Please copy the material word for word, from its first line through the line containing "x=305 y=208", inclusive. Leave the pictures out of your copy.

PROVIDED RECORDS:
□ □ □

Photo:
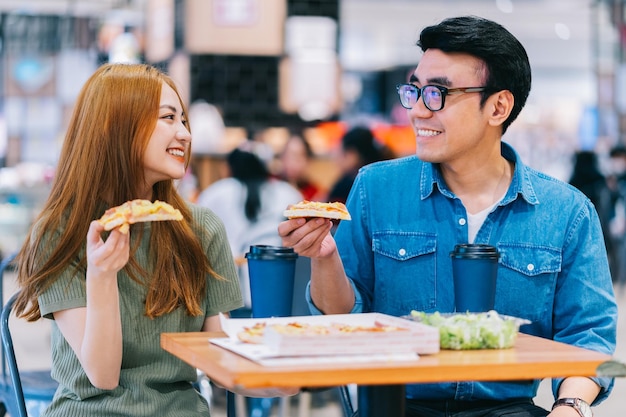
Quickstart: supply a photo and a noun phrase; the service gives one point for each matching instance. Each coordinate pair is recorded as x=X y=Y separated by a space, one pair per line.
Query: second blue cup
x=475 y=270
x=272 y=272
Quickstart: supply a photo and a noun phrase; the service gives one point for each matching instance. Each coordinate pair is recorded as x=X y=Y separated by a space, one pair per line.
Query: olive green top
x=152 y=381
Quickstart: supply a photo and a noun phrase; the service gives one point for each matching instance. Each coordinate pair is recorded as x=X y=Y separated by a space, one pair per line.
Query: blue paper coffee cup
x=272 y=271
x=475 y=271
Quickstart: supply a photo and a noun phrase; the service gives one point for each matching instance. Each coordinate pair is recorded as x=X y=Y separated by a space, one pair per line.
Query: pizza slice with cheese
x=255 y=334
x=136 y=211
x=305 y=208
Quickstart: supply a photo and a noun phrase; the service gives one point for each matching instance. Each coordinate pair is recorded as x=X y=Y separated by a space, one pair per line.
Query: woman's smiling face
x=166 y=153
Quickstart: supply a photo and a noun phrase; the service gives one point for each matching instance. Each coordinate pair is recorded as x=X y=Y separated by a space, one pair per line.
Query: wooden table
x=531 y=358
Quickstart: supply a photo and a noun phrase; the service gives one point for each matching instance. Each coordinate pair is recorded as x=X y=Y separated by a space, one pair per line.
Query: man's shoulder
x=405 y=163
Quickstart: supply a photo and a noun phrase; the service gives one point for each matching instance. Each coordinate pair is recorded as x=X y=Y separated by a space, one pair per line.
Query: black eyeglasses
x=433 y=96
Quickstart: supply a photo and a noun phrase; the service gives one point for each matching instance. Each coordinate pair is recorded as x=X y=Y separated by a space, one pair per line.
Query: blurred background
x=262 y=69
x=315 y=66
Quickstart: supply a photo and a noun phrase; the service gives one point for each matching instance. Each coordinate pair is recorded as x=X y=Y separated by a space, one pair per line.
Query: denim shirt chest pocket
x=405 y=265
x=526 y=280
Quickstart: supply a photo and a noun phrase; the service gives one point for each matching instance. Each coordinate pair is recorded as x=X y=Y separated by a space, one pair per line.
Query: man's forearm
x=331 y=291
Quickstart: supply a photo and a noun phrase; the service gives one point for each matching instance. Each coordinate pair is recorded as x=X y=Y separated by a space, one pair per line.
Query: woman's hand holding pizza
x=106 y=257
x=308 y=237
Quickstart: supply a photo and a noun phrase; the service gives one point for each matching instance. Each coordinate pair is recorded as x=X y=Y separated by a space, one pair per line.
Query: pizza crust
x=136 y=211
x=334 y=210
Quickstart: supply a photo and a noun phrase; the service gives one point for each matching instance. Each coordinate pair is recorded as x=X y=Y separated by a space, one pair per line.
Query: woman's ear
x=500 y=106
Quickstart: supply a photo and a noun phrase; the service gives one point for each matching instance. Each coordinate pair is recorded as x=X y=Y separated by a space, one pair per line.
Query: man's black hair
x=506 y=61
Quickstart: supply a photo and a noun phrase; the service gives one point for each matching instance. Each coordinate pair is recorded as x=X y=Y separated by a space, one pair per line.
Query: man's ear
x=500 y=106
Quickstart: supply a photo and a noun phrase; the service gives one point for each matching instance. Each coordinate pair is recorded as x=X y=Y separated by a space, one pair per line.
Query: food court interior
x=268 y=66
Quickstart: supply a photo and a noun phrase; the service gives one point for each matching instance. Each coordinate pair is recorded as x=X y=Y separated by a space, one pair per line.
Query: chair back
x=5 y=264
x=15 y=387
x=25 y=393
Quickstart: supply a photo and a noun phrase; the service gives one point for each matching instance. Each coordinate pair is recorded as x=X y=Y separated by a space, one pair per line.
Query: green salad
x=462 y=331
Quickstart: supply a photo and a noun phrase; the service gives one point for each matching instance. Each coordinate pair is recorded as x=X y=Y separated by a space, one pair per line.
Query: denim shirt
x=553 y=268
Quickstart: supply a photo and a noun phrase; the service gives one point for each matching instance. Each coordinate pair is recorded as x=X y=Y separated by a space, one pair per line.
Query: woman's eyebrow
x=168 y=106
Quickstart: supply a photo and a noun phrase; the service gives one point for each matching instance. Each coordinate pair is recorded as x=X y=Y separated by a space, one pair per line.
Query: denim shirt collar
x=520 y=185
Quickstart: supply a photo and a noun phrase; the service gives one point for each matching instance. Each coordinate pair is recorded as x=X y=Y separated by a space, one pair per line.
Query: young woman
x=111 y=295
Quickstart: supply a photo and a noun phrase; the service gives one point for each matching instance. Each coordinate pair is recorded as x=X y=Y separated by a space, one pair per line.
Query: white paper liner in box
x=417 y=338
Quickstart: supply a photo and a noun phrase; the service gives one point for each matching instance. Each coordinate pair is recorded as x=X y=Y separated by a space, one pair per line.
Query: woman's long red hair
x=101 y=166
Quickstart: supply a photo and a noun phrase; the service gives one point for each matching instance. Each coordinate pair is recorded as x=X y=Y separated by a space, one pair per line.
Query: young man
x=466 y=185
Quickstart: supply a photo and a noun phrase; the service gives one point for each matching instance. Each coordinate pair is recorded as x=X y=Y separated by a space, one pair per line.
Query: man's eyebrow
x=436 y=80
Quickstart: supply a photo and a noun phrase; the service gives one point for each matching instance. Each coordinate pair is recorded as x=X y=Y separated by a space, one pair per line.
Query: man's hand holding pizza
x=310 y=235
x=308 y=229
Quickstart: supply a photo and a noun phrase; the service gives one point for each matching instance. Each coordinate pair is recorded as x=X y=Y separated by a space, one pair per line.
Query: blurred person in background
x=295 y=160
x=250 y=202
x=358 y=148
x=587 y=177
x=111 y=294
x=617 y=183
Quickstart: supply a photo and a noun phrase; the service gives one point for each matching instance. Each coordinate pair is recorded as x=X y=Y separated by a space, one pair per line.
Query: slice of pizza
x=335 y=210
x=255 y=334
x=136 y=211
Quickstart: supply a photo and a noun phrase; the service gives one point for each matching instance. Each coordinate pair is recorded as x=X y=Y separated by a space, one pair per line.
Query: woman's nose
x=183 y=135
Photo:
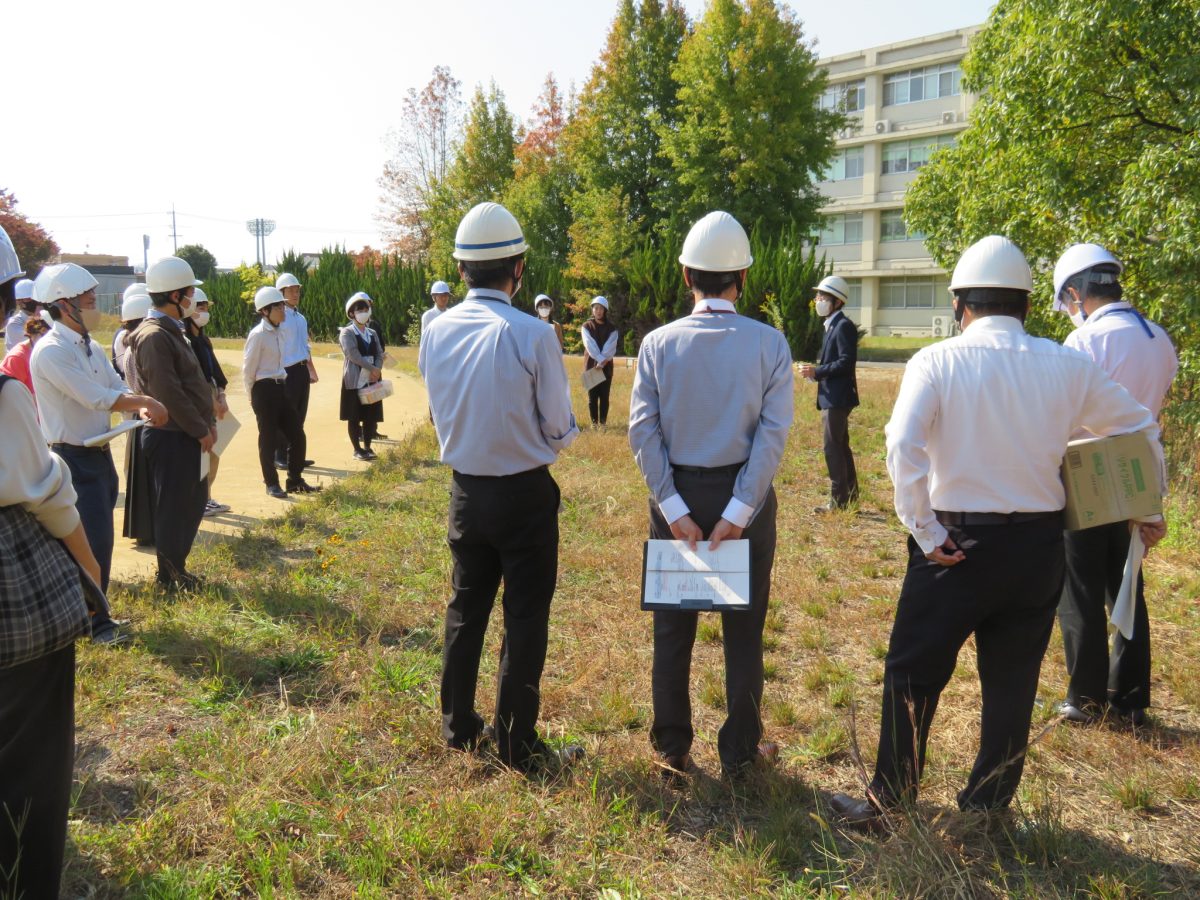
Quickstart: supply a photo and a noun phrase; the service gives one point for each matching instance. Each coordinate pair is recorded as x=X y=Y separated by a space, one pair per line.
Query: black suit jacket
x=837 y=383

□ □ □

WORKED ANSWER:
Photo:
Quickstart: supply a photo and a noun phrase; the service gives one point for each matching instance. Each coordinate pair is recorded as x=X y=Y separated by a space, one pair per line.
Query: second blue cup
x=475 y=270
x=272 y=272
Quickstart: supply a photo and a noun phrase; the service gives one point for each matching instance. Each coordinate pair is recorded as x=X y=Y separated by a space, one pair per line.
Query: olive green top
x=152 y=381
Quickstart: supply a photo and a noun phrase; the service gives one point for each matching instance. Each coordinate pair is recorded as x=X y=Y separated by a space, one pair per line.
Query: blue paper coffee cup
x=272 y=271
x=475 y=271
Quickstart: supply a photo and a noun phrase; the service gives one point for each matching instance. Each coordinate pair is recorded as x=X y=Y separated by a space, one pair per line.
Query: pizza slice with cheese
x=255 y=334
x=136 y=211
x=305 y=208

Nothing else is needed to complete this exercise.